**Text to read:**
================================

The two-volume antiphoner among the books copied by Malins does survive and is especially important. It is the principal source for the Office chant and texts of St Bavo's abbey, and of the later collegiate church and cathedral having the same name. The only other complementary service books are a twelfth-century collection of saints' lives with two, quite beautifully noted offices, a thirteenth-century miscellany, two breviaries from the thirteenth and fourteenth centuries, a psalter from 1469 with noted hymns and illuminations by the artist who decorated the large antiphoner, two late processionals, and a collection of seventeenth-century manuscripts in Bruges, the latter which I have not yet seen. These manuscripts and the printed books prepared for St Bavo's are listed on the second page of your handout. Only a fifteenth-century obituary with a calendar remains from the parish church of St John's that later housed the collegiate church and cathedral.

Taken together, the pre-reform manuscripts confirm St Bavo's adherence to the Cluniac ordo: the Matins responsories for the Advent season and the office of the Dead and the structure of the Temporale all match the rites of other Cluniac houses. The Temporale was changed in the sixteenth century, but instead of discussing that here, I will concentrate on the office Sanctorale and the most important musical legacy of the abbey, the chant for the saints whose holy relics rested there. The melodies created for Sts Bavo, Landoald, Macharius and Livinus are worthy of scholarly attention, not only because they illustrate a unique and bitter feud between St Bavo's and St Peter's abbey in Ghent in the earlier Middle Ages and the role of monk-composers within it, but also because they reveal the strategies of singer-composers at work.

The two Ghent abbeys of St Bavo's and St Peter's possessed more saints' relics than most of their neighbors as a result of a vigorous competition. After Viking invasions devastated Ghent and its expatriates had returned from exile, both abbeys began to clean house. In the first half of the tenth century, they adopted the Benedictine rule and immediately sought to regain the property and wealth that had been lost in the interim and that would ensure their survival. To this end, they waged vicious propaganda campaigns to substantiate their antiquity and importance, a ploy to attract gifts and bequests, and saints' relics were absolutely central to their programs. Certainly, the saints' relics alone attracted worshippers and benefactions, but their Vitae could also be engineered to serve convenient political purposes. For example, the saints of the abbey of St Bavo - Bavo, Landoald, and Livinus - all lived in the seventh century when the abbey was founded. Their Vitae were written to emphasize the antiquity of the abbey. Even more convenient was the death of saints Bavo and Macharius at the abbey, thereby increasing its sanctity. Indeed, all of the saints of St Bavo's - on your handout - lived or died in Flanders or near Liege, precisely those regions whose landholders and nobility the abbey wished to court.

================================

**Data shown:**

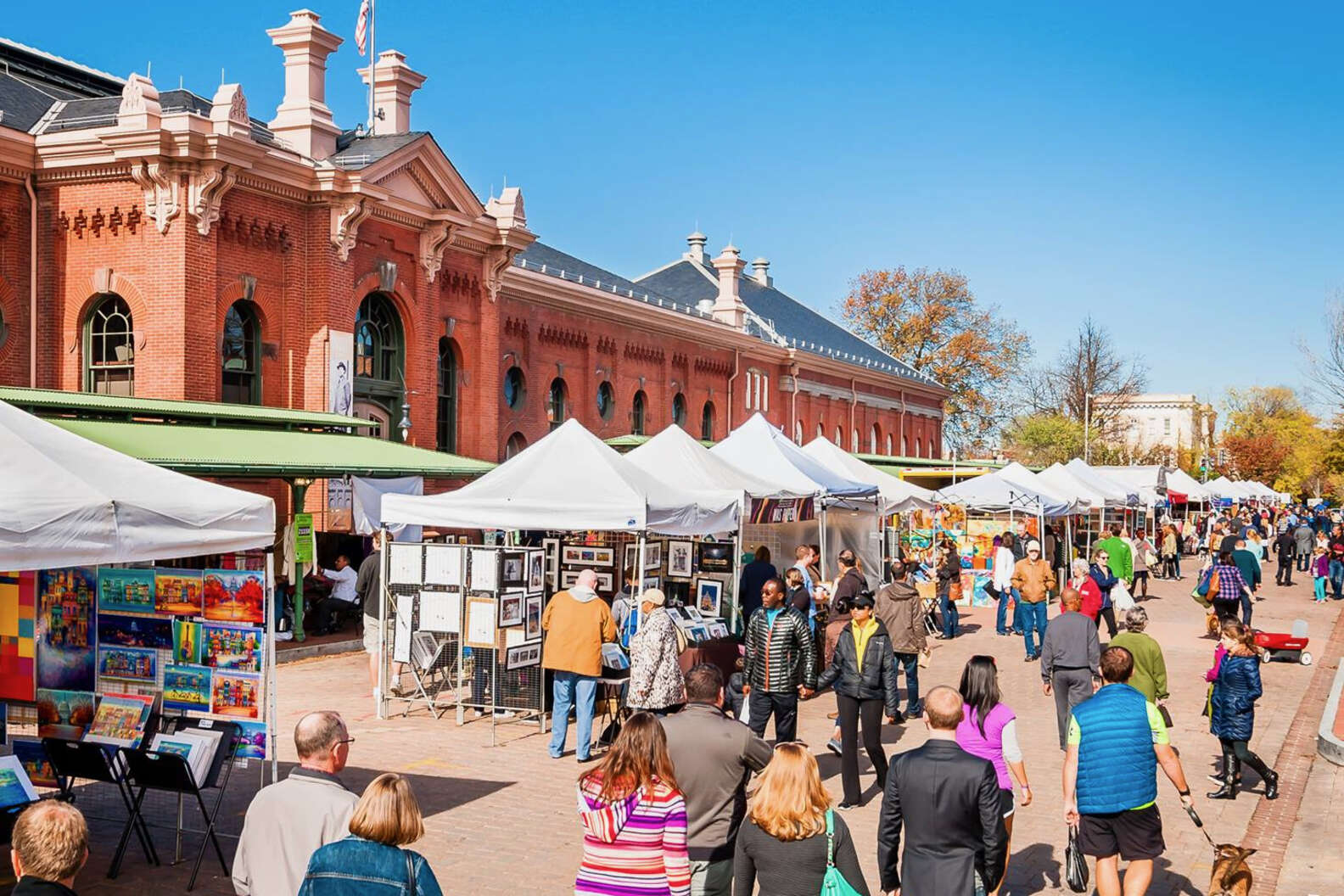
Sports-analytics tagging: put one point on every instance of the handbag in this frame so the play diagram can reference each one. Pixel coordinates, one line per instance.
(1075, 865)
(833, 884)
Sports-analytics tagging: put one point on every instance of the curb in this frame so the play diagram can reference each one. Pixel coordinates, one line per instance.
(1327, 742)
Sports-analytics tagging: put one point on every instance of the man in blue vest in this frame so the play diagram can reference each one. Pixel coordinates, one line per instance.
(1116, 742)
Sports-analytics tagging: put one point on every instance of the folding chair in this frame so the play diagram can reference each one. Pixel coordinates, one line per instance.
(76, 759)
(170, 773)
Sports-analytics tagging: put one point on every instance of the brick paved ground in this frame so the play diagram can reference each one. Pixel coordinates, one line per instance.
(501, 820)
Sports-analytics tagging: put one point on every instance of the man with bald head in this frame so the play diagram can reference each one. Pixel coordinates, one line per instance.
(949, 804)
(577, 622)
(289, 820)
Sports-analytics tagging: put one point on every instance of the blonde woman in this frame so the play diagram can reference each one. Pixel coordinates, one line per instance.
(371, 860)
(782, 841)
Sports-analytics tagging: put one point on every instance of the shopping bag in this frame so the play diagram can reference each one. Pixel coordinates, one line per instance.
(1075, 864)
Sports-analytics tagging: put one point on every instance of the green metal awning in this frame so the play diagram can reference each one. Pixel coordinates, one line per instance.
(46, 402)
(264, 453)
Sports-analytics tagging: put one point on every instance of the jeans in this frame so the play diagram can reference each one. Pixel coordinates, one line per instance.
(949, 615)
(911, 664)
(1033, 619)
(785, 708)
(573, 689)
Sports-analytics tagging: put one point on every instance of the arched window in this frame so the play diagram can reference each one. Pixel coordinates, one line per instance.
(379, 363)
(605, 400)
(637, 412)
(239, 356)
(515, 387)
(515, 444)
(446, 434)
(679, 410)
(557, 403)
(110, 348)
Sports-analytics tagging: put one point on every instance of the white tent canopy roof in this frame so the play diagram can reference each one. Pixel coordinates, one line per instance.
(761, 449)
(568, 479)
(672, 456)
(897, 495)
(69, 501)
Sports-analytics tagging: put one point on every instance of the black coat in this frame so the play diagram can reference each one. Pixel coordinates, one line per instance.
(876, 681)
(948, 802)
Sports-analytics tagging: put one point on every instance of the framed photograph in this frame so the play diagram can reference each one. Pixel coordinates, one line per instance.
(535, 571)
(715, 557)
(707, 596)
(533, 617)
(588, 555)
(511, 608)
(523, 656)
(679, 559)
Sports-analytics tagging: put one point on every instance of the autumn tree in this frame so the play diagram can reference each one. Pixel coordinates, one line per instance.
(932, 322)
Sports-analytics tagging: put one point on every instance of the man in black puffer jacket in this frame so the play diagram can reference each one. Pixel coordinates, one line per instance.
(863, 672)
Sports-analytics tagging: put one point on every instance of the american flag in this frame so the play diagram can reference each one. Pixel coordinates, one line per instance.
(361, 29)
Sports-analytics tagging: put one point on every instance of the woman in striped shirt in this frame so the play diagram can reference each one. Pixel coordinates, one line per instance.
(633, 818)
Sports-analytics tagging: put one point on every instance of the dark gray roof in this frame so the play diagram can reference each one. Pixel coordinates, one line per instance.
(354, 151)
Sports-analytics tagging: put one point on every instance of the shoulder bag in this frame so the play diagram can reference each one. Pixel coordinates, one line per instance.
(833, 884)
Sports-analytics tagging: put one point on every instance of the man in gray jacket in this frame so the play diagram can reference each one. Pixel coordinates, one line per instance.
(1070, 658)
(714, 758)
(289, 820)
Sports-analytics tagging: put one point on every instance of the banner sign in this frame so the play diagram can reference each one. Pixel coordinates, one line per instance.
(765, 511)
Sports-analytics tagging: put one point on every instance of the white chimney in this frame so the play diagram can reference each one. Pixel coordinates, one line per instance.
(695, 249)
(761, 272)
(303, 119)
(729, 308)
(394, 82)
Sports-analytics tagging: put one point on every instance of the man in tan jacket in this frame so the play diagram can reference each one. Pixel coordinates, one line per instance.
(577, 622)
(1033, 580)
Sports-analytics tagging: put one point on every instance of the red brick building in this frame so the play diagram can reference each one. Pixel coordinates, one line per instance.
(165, 244)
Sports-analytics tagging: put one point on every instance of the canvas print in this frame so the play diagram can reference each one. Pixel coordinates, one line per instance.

================================

**Task instructions:** Can you output the passage on St Bavo's abbey verbatim from "Taken together, the" up to and including "singer-composers at work."? The rows have nothing to do with the passage on St Bavo's abbey.

**Answer:**
Taken together, the pre-reform manuscripts confirm St Bavo's adherence to the Cluniac ordo: the Matins responsories for the Advent season and the office of the Dead and the structure of the Temporale all match the rites of other Cluniac houses. The Temporale was changed in the sixteenth century, but instead of discussing that here, I will concentrate on the office Sanctorale and the most important musical legacy of the abbey, the chant for the saints whose holy relics rested there. The melodies created for Sts Bavo, Landoald, Macharius and Livinus are worthy of scholarly attention, not only because they illustrate a unique and bitter feud between St Bavo's and St Peter's abbey in Ghent in the earlier Middle Ages and the role of monk-composers within it, but also because they reveal the strategies of singer-composers at work.